Divide your team size by your efficiency to get the total number of tasks your team can perform simultaneously.

This total will be your total WIP for the entire board. :)

An excellent example is published by Evan Leybourn here: https://theagiledirector.com/article/2014/12/07/on-setting-your-initial-wip-limits/

I would like to mention a second approach. WIP can be also calculated by dividing the total Cycle time by Takt time. This is referenced as “Standard Work-in-Process” (SWIP).

SWIP = Total cycle time / Takt time

The Takt time is the rate at which you need to complete a product in order to meet customer demand and is calculated as:

Takt time = Available production time / Average customer demand

Note that available production time is the time that the team is actively working on creating value, excluding breaks and disruptions.

» **Directions**
Carry on the text about setting WIP limits, starting right after its last sentence.

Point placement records
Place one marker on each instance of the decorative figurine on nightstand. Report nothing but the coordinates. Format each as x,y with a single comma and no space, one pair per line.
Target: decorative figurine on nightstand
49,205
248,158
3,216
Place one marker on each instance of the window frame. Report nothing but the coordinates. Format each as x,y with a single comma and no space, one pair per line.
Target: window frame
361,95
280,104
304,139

» **Answer to this exercise**
Cycle time is calculated as:

Cycle Time = End Date – Start Date + 1


The definition of Work in Progress (WIP) is: Work that has been started, but not yet finished.

The reason why we want WIP to be minimized are:

  • To help the development team to focus and minimize context switching.
  • To minimize incomplete, carried-forward stories at the end of the sprint.

The way I implement this in my team is: Whenever any developer has completed a story, I ask them to first see whether they can help another developer complete a story already in progress. Only if that is not at all possible, they should start work on a new story.